Short task: Which lines in the rows below contain the string "target"? Copy every such line.

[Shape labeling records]
★ ★ ★
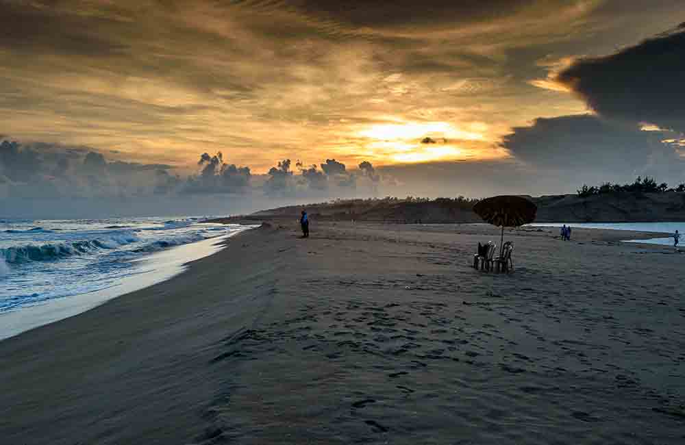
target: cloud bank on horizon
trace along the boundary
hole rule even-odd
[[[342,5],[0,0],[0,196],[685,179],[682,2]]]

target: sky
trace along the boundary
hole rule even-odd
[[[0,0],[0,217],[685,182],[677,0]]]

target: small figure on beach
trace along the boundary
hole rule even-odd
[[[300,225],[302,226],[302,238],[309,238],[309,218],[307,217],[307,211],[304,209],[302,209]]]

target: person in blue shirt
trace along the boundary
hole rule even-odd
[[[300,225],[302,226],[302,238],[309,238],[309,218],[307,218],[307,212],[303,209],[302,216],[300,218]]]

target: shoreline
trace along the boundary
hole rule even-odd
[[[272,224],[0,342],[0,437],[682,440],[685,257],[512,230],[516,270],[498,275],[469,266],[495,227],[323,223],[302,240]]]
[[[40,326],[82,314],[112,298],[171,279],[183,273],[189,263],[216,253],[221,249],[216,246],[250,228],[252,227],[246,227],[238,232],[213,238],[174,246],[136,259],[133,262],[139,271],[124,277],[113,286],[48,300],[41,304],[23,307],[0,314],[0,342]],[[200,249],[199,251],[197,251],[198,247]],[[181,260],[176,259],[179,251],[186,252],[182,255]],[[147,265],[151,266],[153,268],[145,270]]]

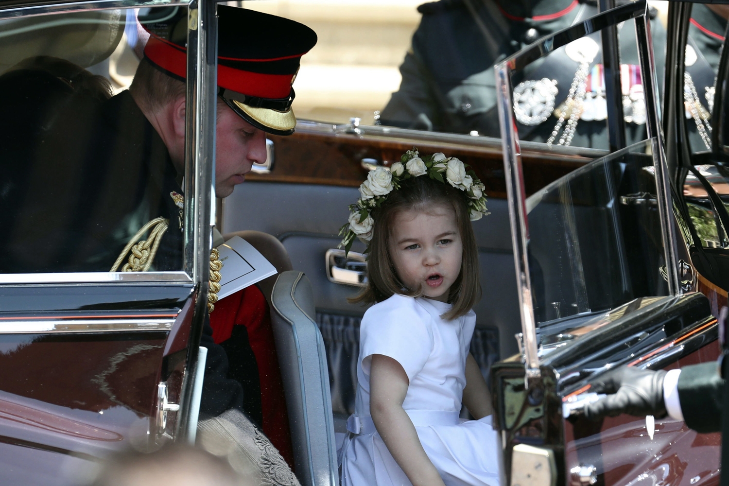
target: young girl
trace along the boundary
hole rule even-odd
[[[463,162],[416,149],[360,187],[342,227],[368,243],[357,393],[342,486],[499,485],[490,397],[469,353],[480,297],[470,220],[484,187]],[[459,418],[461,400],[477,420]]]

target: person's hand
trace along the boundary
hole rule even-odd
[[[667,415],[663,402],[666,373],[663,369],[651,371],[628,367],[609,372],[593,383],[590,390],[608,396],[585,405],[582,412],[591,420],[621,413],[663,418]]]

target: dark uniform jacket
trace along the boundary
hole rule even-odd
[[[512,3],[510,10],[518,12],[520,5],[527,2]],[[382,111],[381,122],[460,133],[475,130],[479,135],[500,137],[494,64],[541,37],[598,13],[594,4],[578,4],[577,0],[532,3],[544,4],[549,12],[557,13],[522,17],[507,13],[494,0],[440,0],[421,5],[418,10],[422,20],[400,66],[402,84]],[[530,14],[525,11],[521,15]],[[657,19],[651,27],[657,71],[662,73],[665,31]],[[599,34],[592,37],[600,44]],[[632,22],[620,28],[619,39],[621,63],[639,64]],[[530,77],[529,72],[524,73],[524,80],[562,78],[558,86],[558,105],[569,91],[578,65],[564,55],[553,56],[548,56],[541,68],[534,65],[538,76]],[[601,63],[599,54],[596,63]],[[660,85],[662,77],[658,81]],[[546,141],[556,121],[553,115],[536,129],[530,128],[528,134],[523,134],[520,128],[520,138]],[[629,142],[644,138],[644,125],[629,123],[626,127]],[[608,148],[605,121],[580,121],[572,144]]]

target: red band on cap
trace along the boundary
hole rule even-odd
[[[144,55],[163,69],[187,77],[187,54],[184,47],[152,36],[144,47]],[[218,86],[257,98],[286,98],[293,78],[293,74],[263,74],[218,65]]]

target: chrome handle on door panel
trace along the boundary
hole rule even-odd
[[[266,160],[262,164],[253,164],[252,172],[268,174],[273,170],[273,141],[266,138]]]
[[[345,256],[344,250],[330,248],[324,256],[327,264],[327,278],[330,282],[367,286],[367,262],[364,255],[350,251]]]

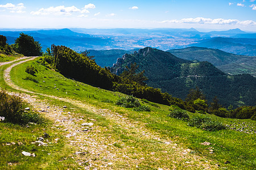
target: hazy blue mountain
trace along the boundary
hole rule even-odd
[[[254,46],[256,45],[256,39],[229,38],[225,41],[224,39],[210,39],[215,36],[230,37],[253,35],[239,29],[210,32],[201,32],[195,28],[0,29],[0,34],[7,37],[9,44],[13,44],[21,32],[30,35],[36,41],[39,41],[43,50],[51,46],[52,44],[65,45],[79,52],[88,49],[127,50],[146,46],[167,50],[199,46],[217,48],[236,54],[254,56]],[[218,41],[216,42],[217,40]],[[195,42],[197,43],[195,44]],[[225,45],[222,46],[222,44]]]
★ ★ ★
Exercise result:
target: cloud bank on horizon
target: sky
target: small figure on beach
target: person in blue shirt
target: shoreline
target: young girl
target: person's hand
target: dark uniform jacket
target: red band on cap
target: chrome handle on door panel
target: hazy blue mountain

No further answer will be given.